#### Records for this exercise:
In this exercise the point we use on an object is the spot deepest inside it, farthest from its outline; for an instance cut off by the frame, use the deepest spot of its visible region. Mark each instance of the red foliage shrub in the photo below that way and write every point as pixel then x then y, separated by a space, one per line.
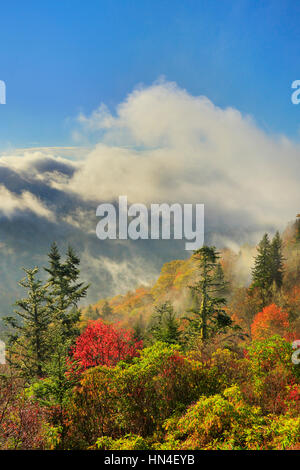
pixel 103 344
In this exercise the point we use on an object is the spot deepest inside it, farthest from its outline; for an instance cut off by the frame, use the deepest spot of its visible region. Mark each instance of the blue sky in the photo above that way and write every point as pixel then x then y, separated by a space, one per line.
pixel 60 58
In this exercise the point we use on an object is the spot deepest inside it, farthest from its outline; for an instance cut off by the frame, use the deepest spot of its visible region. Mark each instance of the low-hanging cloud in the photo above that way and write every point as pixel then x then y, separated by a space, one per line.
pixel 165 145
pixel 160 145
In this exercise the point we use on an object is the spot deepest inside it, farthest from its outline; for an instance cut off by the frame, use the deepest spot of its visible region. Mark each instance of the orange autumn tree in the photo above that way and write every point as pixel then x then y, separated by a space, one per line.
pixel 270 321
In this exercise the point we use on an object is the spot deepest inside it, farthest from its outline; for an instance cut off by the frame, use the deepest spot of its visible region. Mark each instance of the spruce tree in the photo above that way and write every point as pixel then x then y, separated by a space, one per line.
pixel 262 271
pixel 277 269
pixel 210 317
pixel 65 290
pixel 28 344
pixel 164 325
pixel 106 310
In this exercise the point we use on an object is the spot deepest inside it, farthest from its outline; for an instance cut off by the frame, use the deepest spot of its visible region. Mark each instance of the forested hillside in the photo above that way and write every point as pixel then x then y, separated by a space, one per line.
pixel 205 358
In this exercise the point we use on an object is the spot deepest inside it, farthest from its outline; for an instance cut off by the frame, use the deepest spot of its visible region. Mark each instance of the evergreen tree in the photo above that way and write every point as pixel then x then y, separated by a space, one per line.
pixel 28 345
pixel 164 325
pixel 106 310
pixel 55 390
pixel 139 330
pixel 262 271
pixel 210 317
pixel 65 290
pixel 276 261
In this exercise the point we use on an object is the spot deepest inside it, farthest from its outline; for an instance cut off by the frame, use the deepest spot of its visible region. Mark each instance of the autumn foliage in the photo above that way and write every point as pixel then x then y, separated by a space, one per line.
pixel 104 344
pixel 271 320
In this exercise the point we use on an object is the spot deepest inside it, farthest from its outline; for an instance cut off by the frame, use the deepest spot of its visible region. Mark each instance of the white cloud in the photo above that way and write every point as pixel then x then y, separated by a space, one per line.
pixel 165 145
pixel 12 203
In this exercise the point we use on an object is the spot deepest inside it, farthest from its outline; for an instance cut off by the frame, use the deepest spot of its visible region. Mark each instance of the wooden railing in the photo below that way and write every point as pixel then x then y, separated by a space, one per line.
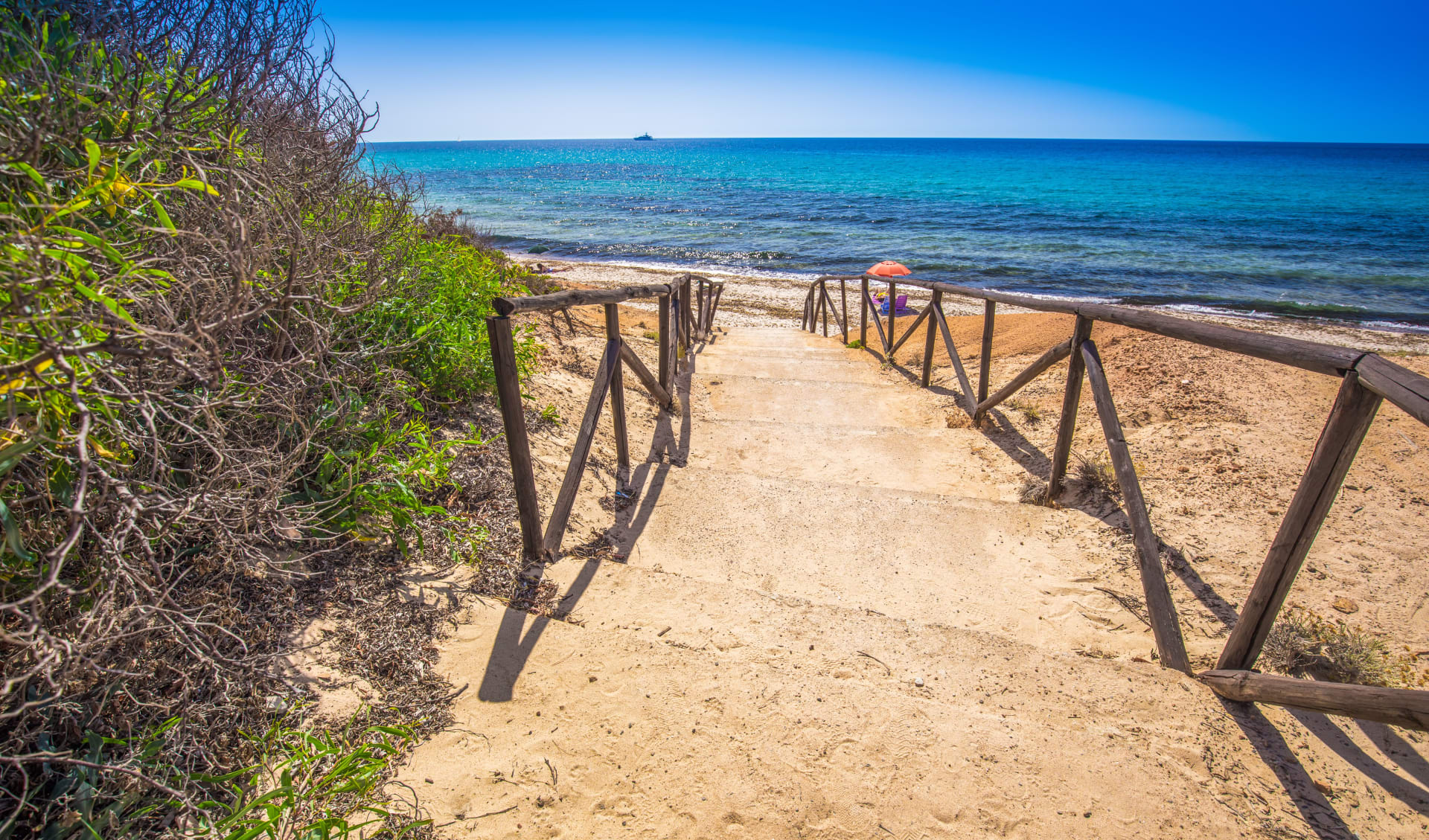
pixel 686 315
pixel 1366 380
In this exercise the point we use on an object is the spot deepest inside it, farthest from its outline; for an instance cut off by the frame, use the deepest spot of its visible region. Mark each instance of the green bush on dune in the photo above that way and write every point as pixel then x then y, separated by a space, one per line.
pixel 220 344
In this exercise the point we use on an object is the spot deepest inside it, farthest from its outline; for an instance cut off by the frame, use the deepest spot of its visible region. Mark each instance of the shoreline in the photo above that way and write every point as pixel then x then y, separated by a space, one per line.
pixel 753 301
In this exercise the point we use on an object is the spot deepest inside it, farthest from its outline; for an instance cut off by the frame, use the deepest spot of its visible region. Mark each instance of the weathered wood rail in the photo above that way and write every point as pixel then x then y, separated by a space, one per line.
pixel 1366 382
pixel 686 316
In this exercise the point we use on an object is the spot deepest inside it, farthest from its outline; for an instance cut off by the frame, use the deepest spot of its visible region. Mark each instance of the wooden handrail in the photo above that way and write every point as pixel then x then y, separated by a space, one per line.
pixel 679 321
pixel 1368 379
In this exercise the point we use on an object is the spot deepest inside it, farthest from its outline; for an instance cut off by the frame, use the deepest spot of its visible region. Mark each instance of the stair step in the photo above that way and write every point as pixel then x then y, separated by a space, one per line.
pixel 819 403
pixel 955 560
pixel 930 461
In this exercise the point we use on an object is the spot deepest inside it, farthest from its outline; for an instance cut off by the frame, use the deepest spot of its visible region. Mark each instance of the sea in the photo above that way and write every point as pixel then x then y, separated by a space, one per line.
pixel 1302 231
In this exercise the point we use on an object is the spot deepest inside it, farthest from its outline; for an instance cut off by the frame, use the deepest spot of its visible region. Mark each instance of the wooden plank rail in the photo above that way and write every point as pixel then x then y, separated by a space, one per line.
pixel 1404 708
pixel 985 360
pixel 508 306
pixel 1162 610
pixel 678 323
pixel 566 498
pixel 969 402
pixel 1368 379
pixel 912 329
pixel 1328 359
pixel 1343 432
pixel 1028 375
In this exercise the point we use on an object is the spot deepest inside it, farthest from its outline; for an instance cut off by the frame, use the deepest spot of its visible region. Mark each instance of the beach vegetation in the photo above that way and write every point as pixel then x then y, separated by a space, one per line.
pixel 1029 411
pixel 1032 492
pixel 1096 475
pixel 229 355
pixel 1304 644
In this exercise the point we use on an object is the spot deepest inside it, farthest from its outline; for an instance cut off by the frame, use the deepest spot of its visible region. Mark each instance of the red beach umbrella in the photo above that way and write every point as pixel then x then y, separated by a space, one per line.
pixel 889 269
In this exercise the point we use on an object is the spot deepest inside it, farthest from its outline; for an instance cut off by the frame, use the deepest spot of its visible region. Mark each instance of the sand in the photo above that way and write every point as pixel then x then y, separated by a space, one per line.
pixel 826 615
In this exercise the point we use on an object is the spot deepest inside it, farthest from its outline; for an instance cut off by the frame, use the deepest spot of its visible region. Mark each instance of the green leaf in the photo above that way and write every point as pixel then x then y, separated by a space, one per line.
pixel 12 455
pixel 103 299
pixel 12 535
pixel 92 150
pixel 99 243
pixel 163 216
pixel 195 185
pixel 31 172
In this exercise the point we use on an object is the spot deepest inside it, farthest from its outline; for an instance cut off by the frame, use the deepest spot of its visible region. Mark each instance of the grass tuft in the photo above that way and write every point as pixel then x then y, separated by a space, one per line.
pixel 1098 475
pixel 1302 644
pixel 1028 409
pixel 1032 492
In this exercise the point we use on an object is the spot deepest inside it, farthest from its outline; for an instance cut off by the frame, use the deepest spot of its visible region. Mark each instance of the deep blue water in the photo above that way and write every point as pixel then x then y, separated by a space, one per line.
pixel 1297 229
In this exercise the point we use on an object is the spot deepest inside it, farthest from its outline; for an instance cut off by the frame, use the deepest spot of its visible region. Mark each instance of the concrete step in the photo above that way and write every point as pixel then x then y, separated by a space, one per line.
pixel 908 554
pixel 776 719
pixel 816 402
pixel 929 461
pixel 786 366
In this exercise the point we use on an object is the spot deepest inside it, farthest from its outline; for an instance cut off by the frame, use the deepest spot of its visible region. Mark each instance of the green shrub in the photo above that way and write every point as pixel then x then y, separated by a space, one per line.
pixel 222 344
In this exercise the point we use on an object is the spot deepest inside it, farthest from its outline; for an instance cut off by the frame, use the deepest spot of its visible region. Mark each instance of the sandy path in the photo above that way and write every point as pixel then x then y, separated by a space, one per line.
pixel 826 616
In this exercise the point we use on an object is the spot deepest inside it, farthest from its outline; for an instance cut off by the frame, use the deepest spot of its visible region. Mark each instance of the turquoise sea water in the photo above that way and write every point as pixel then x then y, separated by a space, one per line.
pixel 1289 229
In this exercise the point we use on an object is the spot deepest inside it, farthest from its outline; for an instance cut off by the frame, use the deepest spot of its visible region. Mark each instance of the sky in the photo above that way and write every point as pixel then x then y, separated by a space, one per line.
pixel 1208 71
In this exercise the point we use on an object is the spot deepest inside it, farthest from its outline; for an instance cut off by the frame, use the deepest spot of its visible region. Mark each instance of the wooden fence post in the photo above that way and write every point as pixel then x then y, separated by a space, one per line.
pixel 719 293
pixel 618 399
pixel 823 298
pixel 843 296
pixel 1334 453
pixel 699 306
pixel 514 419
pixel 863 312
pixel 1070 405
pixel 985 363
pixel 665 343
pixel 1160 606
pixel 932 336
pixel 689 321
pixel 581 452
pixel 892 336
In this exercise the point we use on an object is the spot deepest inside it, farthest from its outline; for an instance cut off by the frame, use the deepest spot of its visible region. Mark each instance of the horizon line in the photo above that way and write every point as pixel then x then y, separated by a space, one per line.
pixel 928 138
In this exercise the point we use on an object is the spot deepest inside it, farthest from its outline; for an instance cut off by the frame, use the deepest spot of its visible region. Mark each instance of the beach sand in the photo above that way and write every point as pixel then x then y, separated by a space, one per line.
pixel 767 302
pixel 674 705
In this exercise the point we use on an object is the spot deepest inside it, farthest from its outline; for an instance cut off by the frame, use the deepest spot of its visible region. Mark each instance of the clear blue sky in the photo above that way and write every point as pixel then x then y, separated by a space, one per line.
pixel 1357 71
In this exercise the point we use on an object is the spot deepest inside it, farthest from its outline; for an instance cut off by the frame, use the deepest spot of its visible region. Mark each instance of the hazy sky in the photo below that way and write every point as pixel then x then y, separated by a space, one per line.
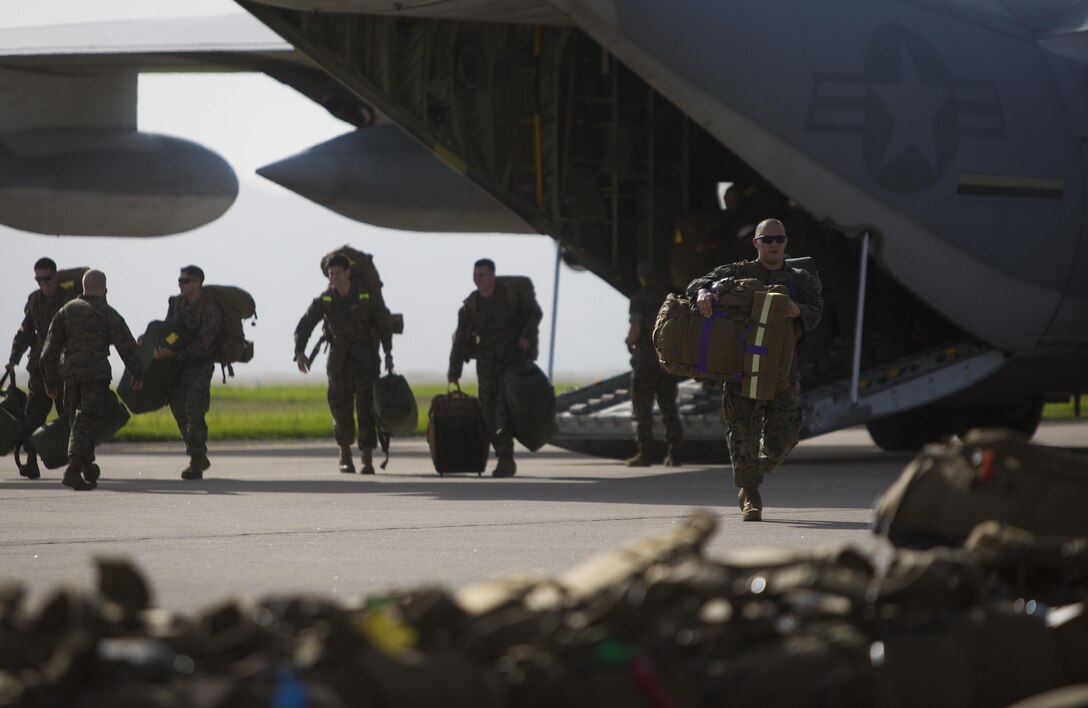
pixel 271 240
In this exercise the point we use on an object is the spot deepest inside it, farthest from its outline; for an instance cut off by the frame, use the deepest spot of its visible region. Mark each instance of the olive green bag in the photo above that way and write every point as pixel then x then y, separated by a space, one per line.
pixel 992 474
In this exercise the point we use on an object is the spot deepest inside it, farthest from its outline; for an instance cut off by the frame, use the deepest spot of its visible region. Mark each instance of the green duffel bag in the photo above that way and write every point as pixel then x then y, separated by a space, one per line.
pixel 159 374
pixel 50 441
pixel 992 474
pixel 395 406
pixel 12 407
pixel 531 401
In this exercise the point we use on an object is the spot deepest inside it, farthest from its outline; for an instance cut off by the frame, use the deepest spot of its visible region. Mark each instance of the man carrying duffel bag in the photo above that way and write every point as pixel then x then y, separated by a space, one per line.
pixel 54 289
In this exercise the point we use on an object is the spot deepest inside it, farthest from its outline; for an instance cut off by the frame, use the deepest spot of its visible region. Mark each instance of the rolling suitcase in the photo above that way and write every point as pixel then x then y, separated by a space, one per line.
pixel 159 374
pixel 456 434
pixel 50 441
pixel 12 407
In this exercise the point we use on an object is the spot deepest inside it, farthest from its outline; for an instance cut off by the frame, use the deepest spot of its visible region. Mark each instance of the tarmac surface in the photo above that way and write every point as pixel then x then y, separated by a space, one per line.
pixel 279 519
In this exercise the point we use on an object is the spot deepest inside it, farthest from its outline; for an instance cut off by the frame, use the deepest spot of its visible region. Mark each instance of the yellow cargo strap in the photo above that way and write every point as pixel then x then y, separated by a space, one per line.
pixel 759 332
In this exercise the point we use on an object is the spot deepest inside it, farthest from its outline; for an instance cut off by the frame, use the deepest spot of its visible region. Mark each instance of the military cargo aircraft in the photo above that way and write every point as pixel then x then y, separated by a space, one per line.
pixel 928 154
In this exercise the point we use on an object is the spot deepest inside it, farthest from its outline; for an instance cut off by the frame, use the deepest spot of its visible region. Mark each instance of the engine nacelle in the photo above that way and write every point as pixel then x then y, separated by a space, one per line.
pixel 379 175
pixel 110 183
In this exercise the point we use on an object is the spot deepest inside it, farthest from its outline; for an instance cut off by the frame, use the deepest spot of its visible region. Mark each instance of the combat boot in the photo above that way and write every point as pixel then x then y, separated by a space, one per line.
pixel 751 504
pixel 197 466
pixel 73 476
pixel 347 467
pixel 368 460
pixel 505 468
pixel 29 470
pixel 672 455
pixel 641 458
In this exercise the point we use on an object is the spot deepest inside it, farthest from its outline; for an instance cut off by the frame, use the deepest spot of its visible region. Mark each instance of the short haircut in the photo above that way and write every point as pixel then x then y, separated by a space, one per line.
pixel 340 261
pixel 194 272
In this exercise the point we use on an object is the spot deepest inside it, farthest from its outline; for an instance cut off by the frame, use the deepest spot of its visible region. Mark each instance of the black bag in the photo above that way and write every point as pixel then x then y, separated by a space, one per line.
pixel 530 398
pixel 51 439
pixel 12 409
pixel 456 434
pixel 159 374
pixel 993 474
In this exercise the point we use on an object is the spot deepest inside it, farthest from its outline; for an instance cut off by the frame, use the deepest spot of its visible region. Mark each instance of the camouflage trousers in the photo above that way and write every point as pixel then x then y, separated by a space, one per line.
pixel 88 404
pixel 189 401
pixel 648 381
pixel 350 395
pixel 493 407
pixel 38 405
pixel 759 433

#### Problem to work on:
From the line that contains "of the black" through the final line of the material, copy every line exactly, including both ends.

#### Solution for this problem:
In this exercise the point we use on an object is the spot deepest inside it, farthest from its outline; for an instance cut off by the frame, use the deepest spot of its visible region. Mark each instance of the black bag in the photo above that way and write every point as pixel then x then y, separated by a space, one per line.
pixel 530 398
pixel 51 439
pixel 12 409
pixel 456 434
pixel 159 374
pixel 993 474
In this exercise the point we use on an object is the spot deepest inside it, farthest from its outline; for an instance cut off by the frame, use the deepest spot of its visible region. Mark each instance of the camouflage trousers in the photo above that way and write every point as pixel then x then y, separated by a space, one per line.
pixel 88 404
pixel 189 401
pixel 648 381
pixel 350 395
pixel 493 407
pixel 38 405
pixel 759 433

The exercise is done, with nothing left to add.